━━━ Excerpted data ━━━

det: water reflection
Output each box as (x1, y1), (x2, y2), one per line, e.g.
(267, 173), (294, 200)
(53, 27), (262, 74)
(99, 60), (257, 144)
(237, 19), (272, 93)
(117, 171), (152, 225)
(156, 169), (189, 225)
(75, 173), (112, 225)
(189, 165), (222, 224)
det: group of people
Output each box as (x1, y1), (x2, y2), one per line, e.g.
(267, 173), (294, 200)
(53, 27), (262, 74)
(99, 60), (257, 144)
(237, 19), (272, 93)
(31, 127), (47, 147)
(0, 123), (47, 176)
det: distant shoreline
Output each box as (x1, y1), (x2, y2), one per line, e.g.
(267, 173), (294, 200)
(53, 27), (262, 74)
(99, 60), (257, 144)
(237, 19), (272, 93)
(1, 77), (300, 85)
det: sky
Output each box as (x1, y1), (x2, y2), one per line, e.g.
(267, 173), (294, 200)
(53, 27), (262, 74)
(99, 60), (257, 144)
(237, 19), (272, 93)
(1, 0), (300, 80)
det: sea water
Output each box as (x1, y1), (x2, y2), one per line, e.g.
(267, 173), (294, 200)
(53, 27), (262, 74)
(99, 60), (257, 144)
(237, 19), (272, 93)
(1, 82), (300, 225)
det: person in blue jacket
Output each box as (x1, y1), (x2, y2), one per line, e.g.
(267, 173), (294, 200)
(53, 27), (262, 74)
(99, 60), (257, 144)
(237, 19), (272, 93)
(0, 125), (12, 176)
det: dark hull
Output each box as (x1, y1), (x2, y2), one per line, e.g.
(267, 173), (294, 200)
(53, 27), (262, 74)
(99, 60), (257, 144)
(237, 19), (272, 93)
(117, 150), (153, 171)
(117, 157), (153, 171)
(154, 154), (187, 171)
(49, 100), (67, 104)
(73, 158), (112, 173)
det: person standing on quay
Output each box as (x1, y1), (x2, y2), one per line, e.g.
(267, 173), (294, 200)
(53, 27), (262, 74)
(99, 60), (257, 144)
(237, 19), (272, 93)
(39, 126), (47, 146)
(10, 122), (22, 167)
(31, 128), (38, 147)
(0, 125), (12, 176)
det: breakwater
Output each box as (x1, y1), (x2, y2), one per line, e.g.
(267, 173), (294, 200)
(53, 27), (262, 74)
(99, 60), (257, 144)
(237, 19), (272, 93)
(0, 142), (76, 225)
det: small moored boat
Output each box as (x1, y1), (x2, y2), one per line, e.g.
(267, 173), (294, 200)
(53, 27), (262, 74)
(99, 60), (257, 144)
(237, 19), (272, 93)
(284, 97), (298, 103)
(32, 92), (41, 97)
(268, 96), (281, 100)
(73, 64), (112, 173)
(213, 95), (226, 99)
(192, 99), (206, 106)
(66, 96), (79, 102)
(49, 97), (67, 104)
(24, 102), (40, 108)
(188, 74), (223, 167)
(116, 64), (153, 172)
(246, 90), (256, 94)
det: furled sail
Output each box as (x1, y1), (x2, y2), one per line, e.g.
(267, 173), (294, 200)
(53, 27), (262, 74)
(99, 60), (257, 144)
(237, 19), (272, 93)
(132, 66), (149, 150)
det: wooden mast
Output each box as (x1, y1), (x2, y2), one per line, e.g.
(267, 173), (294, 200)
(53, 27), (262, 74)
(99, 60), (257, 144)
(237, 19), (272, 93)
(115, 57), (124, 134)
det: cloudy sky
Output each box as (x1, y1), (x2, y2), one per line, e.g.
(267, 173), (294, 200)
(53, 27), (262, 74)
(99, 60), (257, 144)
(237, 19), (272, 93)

━━━

• What you are asked to do:
Please find each line in the records above that holds the word "person", and copy it.

• Exercise answer:
det: person in blue jacket
det: person standing on quay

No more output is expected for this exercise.